Rewrite only the entries from the line containing "Point to one spot on every instance of the farmland" through the line containing "[(70, 113), (188, 120)]", keeping each request unchanged and adjusting every x and y coordinate in the answers by -23. Leave out the pictures.
-- start of RAW RECORDS --
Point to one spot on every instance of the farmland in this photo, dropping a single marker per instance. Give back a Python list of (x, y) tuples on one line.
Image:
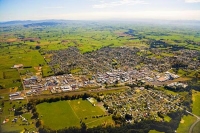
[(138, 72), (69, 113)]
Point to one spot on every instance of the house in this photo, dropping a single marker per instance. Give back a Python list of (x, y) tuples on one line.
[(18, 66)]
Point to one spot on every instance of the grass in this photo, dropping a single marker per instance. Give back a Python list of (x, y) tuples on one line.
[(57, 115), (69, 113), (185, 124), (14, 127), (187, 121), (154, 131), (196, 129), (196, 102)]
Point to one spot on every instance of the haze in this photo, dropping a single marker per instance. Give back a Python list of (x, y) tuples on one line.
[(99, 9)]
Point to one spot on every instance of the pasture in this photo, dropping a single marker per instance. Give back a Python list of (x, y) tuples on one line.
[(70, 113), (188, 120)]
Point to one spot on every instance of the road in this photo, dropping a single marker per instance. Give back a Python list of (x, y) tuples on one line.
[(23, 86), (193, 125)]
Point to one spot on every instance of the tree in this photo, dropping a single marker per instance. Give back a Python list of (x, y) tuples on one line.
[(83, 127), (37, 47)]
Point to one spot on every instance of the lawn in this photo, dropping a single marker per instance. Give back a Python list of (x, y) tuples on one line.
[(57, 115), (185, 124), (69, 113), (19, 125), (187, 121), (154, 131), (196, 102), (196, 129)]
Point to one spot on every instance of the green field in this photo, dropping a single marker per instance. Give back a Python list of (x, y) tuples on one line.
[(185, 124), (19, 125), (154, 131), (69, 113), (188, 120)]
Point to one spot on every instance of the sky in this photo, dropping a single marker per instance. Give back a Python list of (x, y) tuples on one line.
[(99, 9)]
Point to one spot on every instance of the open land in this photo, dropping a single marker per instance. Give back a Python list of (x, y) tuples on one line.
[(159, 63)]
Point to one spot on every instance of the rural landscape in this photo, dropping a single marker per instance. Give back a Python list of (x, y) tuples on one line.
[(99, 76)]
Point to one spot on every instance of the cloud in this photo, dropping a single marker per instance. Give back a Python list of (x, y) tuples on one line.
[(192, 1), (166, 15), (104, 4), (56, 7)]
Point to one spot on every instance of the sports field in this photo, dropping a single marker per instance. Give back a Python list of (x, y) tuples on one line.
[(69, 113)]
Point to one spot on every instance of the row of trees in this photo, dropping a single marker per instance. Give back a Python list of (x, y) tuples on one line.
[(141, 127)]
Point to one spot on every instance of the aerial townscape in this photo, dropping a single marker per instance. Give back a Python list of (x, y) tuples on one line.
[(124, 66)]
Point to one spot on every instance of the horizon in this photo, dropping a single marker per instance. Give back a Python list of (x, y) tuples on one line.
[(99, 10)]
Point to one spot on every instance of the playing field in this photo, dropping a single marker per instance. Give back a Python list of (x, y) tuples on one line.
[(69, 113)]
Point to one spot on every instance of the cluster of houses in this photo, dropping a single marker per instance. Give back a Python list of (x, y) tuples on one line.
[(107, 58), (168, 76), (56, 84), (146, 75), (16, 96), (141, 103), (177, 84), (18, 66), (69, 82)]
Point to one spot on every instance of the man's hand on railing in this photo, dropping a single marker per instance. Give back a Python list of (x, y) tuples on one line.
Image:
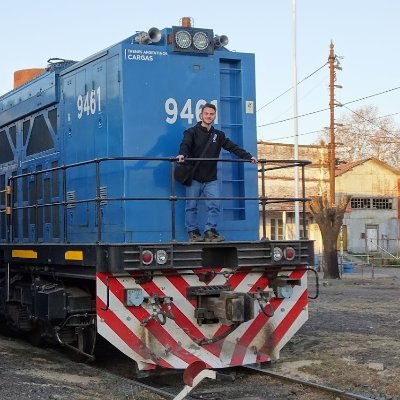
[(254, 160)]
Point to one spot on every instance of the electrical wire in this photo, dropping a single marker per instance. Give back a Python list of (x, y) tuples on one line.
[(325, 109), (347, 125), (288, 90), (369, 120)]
-- end of RAW RECORDS --
-- start of RAW RECORDS --
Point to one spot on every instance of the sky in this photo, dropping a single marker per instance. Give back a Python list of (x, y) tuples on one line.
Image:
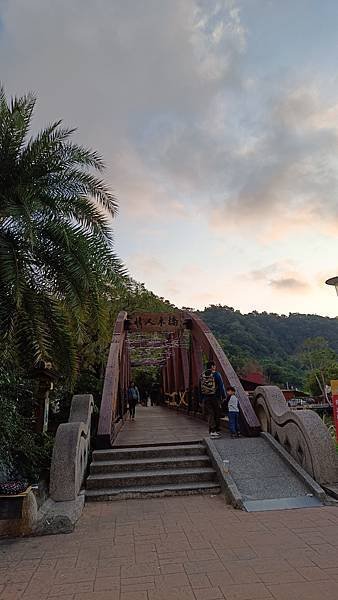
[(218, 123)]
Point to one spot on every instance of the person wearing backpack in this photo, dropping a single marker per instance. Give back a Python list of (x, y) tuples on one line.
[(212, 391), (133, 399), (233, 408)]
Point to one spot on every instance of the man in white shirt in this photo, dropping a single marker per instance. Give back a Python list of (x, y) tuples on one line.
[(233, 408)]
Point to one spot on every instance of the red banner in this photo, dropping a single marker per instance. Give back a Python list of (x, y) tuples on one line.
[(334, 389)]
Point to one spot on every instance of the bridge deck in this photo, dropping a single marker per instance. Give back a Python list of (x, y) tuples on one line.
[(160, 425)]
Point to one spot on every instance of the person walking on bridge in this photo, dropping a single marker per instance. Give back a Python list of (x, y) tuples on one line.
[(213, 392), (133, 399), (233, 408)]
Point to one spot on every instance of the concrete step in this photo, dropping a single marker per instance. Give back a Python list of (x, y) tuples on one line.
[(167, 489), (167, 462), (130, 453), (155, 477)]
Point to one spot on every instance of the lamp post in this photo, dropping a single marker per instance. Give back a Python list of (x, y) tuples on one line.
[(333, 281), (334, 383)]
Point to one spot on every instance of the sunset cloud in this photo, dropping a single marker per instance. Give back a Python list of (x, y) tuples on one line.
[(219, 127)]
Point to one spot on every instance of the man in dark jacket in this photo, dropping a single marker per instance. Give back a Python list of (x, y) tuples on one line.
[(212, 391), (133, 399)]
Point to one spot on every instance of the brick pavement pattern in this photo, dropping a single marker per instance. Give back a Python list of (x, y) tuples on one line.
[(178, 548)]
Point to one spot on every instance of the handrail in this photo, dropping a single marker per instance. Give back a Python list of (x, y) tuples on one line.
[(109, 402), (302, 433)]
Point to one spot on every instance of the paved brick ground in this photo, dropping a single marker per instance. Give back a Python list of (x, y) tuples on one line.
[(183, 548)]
-- end of RAW RECORDS --
ANSWER TO THIS PROBLEM:
Point to one spot on every instance of the farmland in this photo, dropping a single marker per instance. Give back a Python list of (x, y) tuples on one line.
Image:
[(115, 49), (46, 90)]
Point to one spot on every instance of the house in this photo, dropping a single marker per instance. Give back a Python list of (x, y) tuples on one line.
[(-5, 43)]
Point to one spot on every instance of the grass in this photo, dropping a single marker per instance. Give back a Python list of (x, y) tuples on one line.
[(34, 92), (46, 90), (162, 101), (-9, 104), (164, 98), (131, 108), (173, 106), (173, 79)]
Point to one spot on every instance of the haze in this photo, dropping a single marker per instance. Give back a Python list of (x, y) tuples on one line.
[(76, -14)]
Point to one spot on every instance of the pasture in this photo, dropping a single marker per instance. Give back a Python list of (x, y) tuples on one line.
[(47, 90), (165, 97)]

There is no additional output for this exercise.